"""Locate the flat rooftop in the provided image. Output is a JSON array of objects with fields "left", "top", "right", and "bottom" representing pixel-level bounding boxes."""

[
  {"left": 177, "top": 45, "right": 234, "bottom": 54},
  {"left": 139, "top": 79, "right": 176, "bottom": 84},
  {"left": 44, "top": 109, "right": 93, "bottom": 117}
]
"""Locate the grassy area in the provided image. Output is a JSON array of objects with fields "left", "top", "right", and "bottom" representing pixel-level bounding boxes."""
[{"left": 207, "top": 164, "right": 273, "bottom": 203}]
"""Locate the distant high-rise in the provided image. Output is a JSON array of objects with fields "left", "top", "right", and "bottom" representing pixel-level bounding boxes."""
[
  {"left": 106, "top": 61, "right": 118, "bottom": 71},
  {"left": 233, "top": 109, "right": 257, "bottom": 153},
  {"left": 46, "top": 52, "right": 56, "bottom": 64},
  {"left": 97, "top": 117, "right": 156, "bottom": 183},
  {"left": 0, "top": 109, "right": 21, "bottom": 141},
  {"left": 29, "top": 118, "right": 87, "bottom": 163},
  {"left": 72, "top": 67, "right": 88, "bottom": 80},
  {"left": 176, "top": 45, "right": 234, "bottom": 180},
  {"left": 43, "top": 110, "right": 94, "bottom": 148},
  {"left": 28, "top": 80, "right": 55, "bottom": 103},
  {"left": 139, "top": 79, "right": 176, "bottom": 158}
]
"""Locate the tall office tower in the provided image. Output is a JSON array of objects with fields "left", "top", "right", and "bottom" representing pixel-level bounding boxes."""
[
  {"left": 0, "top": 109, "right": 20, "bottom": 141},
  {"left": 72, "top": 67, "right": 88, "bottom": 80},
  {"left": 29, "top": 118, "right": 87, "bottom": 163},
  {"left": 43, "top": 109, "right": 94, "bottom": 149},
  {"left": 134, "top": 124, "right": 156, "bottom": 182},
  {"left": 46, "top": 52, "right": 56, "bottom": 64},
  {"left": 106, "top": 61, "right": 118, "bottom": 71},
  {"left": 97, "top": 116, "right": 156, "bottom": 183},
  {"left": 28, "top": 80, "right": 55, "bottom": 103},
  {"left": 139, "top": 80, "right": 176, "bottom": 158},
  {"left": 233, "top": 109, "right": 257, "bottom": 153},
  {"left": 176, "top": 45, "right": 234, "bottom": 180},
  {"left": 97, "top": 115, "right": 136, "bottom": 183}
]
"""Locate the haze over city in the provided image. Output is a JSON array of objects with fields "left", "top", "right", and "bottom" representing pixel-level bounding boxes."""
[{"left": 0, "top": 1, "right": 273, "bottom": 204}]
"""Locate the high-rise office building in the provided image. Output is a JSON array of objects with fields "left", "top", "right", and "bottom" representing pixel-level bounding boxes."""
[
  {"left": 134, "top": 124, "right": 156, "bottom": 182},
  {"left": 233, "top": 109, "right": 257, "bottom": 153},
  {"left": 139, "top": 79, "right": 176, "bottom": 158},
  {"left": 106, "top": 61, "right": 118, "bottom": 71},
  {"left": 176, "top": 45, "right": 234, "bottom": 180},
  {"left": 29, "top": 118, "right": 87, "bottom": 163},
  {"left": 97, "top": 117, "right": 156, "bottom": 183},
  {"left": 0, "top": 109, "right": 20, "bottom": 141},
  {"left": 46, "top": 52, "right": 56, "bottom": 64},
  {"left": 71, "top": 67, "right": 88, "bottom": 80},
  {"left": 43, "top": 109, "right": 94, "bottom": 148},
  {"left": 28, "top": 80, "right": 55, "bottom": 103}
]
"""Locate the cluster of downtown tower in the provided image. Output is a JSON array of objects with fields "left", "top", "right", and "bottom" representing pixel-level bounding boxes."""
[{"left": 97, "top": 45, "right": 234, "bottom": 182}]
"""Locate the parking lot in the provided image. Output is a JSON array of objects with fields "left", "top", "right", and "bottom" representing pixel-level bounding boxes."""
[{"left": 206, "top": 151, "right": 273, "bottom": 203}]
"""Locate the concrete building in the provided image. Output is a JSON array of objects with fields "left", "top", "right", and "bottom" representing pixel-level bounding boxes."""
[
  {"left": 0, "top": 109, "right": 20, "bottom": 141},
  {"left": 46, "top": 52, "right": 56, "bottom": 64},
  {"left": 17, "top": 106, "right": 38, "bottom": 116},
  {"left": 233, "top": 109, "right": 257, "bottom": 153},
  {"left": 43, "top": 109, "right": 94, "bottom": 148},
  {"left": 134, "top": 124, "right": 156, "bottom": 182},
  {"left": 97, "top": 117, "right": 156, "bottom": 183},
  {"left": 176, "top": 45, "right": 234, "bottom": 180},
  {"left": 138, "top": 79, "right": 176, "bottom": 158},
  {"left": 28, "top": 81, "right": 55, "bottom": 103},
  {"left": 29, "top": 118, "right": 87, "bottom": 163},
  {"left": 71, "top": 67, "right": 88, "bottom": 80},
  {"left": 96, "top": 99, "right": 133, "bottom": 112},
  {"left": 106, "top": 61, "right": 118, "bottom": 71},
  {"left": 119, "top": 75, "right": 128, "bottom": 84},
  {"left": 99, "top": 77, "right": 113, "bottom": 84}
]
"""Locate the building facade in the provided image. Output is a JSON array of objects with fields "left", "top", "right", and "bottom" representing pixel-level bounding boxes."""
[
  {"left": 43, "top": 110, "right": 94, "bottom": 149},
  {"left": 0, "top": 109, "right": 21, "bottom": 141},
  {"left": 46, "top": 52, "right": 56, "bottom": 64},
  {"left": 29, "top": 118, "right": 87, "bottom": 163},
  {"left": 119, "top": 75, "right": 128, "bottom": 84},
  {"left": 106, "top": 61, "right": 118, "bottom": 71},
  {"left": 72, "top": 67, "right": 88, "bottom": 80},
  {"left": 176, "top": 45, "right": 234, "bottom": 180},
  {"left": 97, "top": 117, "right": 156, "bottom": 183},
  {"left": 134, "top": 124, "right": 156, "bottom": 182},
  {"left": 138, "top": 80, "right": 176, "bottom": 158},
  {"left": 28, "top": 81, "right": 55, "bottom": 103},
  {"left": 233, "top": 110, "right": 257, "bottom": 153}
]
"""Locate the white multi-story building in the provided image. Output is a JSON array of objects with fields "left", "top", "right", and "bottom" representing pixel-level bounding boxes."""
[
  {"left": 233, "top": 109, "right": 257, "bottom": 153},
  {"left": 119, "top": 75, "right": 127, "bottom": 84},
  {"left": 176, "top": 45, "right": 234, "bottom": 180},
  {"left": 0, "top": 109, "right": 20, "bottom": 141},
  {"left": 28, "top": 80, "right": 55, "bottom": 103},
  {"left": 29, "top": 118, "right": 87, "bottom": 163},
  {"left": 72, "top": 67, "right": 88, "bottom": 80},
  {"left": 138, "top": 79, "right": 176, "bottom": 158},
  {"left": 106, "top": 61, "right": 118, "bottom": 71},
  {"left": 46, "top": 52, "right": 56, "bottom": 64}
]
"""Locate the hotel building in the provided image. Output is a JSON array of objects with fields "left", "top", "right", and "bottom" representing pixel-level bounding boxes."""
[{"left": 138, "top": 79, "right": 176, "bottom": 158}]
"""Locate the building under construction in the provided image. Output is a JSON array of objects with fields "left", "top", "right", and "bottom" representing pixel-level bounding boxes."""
- - -
# Goal:
Would you reproduce all the entries exactly?

# Written solution:
"""Locate the flat rooftop in the provided image. Output is a JSON array of objects with fields "left", "top", "right", and "bottom" representing pixel-level bounding boxes."""

[
  {"left": 177, "top": 45, "right": 234, "bottom": 54},
  {"left": 139, "top": 79, "right": 176, "bottom": 84},
  {"left": 44, "top": 109, "right": 93, "bottom": 117}
]
"""Locate the grassy area in the provided image. Output is a JSON array of objects with fields "left", "top", "right", and "bottom" representing pixel-level bounding boxes."""
[{"left": 207, "top": 164, "right": 273, "bottom": 203}]
"""Locate the distant high-rise in the provided image. Output is a JSON array of objects with fields "left", "top", "right", and "bottom" representing pixel-level bounding boxes."""
[
  {"left": 106, "top": 61, "right": 118, "bottom": 71},
  {"left": 233, "top": 109, "right": 257, "bottom": 153},
  {"left": 46, "top": 52, "right": 56, "bottom": 64},
  {"left": 97, "top": 117, "right": 156, "bottom": 183},
  {"left": 0, "top": 109, "right": 21, "bottom": 141},
  {"left": 29, "top": 118, "right": 87, "bottom": 163},
  {"left": 72, "top": 67, "right": 88, "bottom": 80},
  {"left": 176, "top": 45, "right": 234, "bottom": 180},
  {"left": 43, "top": 110, "right": 94, "bottom": 148},
  {"left": 28, "top": 80, "right": 55, "bottom": 103},
  {"left": 139, "top": 79, "right": 176, "bottom": 158}
]
"""Locate the tall office tower in the provided image. Output is a JSON array of objects with fields "left", "top", "right", and "bottom" representing pixel-level bounding boxes."""
[
  {"left": 0, "top": 109, "right": 20, "bottom": 141},
  {"left": 72, "top": 67, "right": 88, "bottom": 80},
  {"left": 29, "top": 118, "right": 87, "bottom": 163},
  {"left": 43, "top": 109, "right": 94, "bottom": 149},
  {"left": 134, "top": 124, "right": 156, "bottom": 182},
  {"left": 46, "top": 52, "right": 56, "bottom": 64},
  {"left": 106, "top": 61, "right": 118, "bottom": 71},
  {"left": 97, "top": 116, "right": 156, "bottom": 183},
  {"left": 28, "top": 80, "right": 55, "bottom": 103},
  {"left": 139, "top": 80, "right": 176, "bottom": 158},
  {"left": 233, "top": 109, "right": 257, "bottom": 153},
  {"left": 176, "top": 45, "right": 234, "bottom": 180},
  {"left": 97, "top": 115, "right": 136, "bottom": 183}
]
"""Locate the haze over city in the provided image. Output is a JSON array of objects with fields "left", "top", "right", and "bottom" representing pixel-level bounding boxes."""
[{"left": 0, "top": 1, "right": 273, "bottom": 204}]
"""Locate the high-rise office building in the provided image. Output is a JSON array of objects with fields "left", "top", "right", and "bottom" representing pixel-level bounding boxes."""
[
  {"left": 134, "top": 124, "right": 156, "bottom": 182},
  {"left": 233, "top": 109, "right": 257, "bottom": 153},
  {"left": 139, "top": 79, "right": 176, "bottom": 158},
  {"left": 106, "top": 61, "right": 118, "bottom": 71},
  {"left": 176, "top": 45, "right": 234, "bottom": 180},
  {"left": 29, "top": 118, "right": 87, "bottom": 163},
  {"left": 97, "top": 117, "right": 156, "bottom": 183},
  {"left": 0, "top": 109, "right": 20, "bottom": 141},
  {"left": 46, "top": 52, "right": 56, "bottom": 64},
  {"left": 71, "top": 67, "right": 88, "bottom": 80},
  {"left": 43, "top": 109, "right": 94, "bottom": 148},
  {"left": 28, "top": 80, "right": 55, "bottom": 103}
]
"""Locate the cluster of downtown tower in the provided image. Output is a JSON array of objects with fields "left", "top", "right", and "bottom" representing pixel-level bounding boxes."""
[{"left": 97, "top": 45, "right": 234, "bottom": 182}]
"""Locate the parking lot in the provided image. Output is a JSON array of objects with fields "left", "top", "right", and "bottom" representing pixel-level bounding boxes."""
[{"left": 206, "top": 151, "right": 273, "bottom": 203}]
"""Locate the concrete building in the provided image. Output is a JSON array of objects with fields "left", "top", "right", and "bottom" representing pixel-level bounding boxes."""
[
  {"left": 0, "top": 109, "right": 20, "bottom": 141},
  {"left": 46, "top": 52, "right": 56, "bottom": 64},
  {"left": 17, "top": 106, "right": 38, "bottom": 116},
  {"left": 233, "top": 109, "right": 257, "bottom": 153},
  {"left": 43, "top": 109, "right": 94, "bottom": 148},
  {"left": 134, "top": 124, "right": 156, "bottom": 182},
  {"left": 97, "top": 117, "right": 156, "bottom": 183},
  {"left": 176, "top": 45, "right": 234, "bottom": 180},
  {"left": 138, "top": 79, "right": 176, "bottom": 158},
  {"left": 28, "top": 81, "right": 55, "bottom": 103},
  {"left": 29, "top": 118, "right": 87, "bottom": 163},
  {"left": 71, "top": 67, "right": 88, "bottom": 80},
  {"left": 96, "top": 99, "right": 133, "bottom": 112},
  {"left": 106, "top": 61, "right": 118, "bottom": 71},
  {"left": 119, "top": 75, "right": 128, "bottom": 84},
  {"left": 99, "top": 77, "right": 113, "bottom": 84}
]
"""Locate the building facade in the provided image. Output is a JSON array of objects with fields "left", "top", "right", and "bottom" representing pixel-level bounding boxes."""
[
  {"left": 43, "top": 110, "right": 94, "bottom": 149},
  {"left": 0, "top": 109, "right": 21, "bottom": 141},
  {"left": 46, "top": 52, "right": 56, "bottom": 64},
  {"left": 29, "top": 118, "right": 87, "bottom": 163},
  {"left": 119, "top": 75, "right": 128, "bottom": 84},
  {"left": 106, "top": 61, "right": 118, "bottom": 71},
  {"left": 72, "top": 67, "right": 88, "bottom": 80},
  {"left": 176, "top": 45, "right": 234, "bottom": 180},
  {"left": 97, "top": 117, "right": 156, "bottom": 183},
  {"left": 134, "top": 124, "right": 156, "bottom": 182},
  {"left": 138, "top": 80, "right": 176, "bottom": 158},
  {"left": 28, "top": 81, "right": 55, "bottom": 103},
  {"left": 233, "top": 110, "right": 257, "bottom": 153}
]
"""Locate the white multi-story building in the provided image. Output is a JSON array of objects with fields "left", "top", "right", and "bottom" representing pixel-level bounding boxes."""
[
  {"left": 233, "top": 109, "right": 257, "bottom": 153},
  {"left": 119, "top": 75, "right": 127, "bottom": 84},
  {"left": 176, "top": 45, "right": 234, "bottom": 180},
  {"left": 0, "top": 109, "right": 20, "bottom": 141},
  {"left": 28, "top": 80, "right": 55, "bottom": 103},
  {"left": 29, "top": 118, "right": 87, "bottom": 163},
  {"left": 72, "top": 67, "right": 88, "bottom": 80},
  {"left": 138, "top": 79, "right": 176, "bottom": 158},
  {"left": 106, "top": 61, "right": 118, "bottom": 71},
  {"left": 46, "top": 52, "right": 56, "bottom": 64}
]
"""Locate the hotel building in the provided image. Output is a JSON array of objects with fields "left", "top", "right", and "bottom" representing pixel-level bounding boxes."""
[{"left": 138, "top": 79, "right": 176, "bottom": 158}]
"""Locate the building under construction in the provided image. Output is a JSON array of objects with fields "left", "top", "right", and "bottom" representing pixel-level bounding boxes."""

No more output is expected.